The problem
In the rows below, replace every occurrence of "instance" with "occurrence" and write the rows out again with nothing else changed.
--- Start Dataset extract ---
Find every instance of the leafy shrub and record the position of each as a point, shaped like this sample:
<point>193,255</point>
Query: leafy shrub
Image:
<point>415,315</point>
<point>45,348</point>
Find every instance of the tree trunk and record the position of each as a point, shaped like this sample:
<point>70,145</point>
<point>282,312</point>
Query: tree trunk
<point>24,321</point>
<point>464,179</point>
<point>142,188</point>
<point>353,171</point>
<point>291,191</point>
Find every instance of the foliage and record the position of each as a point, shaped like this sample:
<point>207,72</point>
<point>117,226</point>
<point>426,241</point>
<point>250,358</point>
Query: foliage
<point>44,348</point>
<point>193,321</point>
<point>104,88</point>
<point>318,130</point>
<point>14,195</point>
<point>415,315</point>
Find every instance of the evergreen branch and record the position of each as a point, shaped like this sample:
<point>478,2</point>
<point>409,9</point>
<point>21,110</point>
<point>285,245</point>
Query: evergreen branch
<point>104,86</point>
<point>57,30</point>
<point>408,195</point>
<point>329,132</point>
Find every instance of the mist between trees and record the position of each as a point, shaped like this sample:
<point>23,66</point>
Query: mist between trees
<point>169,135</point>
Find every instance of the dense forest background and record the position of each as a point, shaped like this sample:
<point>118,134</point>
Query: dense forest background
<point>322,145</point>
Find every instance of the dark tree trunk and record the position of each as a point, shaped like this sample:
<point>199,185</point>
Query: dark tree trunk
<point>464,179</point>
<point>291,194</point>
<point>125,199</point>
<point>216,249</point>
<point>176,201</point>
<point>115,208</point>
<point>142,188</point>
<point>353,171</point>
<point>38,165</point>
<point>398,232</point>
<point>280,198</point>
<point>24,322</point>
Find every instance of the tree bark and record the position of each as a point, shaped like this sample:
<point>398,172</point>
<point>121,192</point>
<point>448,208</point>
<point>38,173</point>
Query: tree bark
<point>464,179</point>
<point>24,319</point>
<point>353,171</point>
--- End Dataset extract ---
The reply
Find every occurrence of the leafy shrub and record the position of each as a point, shaped like this sample:
<point>193,255</point>
Query: leafy shrub
Image:
<point>415,315</point>
<point>45,348</point>
Find every occurrence of the tree trunk and record the position of each as a point, shaped like this sample:
<point>70,145</point>
<point>282,312</point>
Query: tree trunk
<point>24,321</point>
<point>464,179</point>
<point>142,188</point>
<point>353,171</point>
<point>291,191</point>
Find every occurrence of the foliage and record the position of each as a point, shaped like this sample:
<point>207,72</point>
<point>117,226</point>
<point>426,241</point>
<point>250,358</point>
Query: foliage
<point>44,348</point>
<point>193,321</point>
<point>104,88</point>
<point>318,130</point>
<point>14,195</point>
<point>415,315</point>
Find every occurrence of the evergreen branch and record the position of each as a point, shaped like this sample:
<point>478,2</point>
<point>409,9</point>
<point>21,110</point>
<point>285,245</point>
Query: evergreen branch
<point>104,86</point>
<point>57,30</point>
<point>408,195</point>
<point>329,132</point>
Find every occurrence of the mist between trees and record the position of each as a point, shaped like this sample:
<point>23,66</point>
Query: mist between trees
<point>169,135</point>
Find every occurrence of the dense forest background and record the position of each as a point, shaped like this sample:
<point>118,134</point>
Query: dense forest background
<point>322,145</point>
Find every occurrence of the dark tree trunk and record the position of each as a point, shaped like this sample:
<point>199,185</point>
Query: dark tree trunk
<point>464,179</point>
<point>291,194</point>
<point>125,199</point>
<point>216,249</point>
<point>176,201</point>
<point>115,208</point>
<point>142,188</point>
<point>353,171</point>
<point>38,165</point>
<point>398,232</point>
<point>280,198</point>
<point>24,322</point>
Find every occurrence of the tree bark and record the position of each as a point, shaped like this sample:
<point>398,172</point>
<point>121,192</point>
<point>448,208</point>
<point>38,173</point>
Query: tree bark
<point>464,179</point>
<point>24,319</point>
<point>353,171</point>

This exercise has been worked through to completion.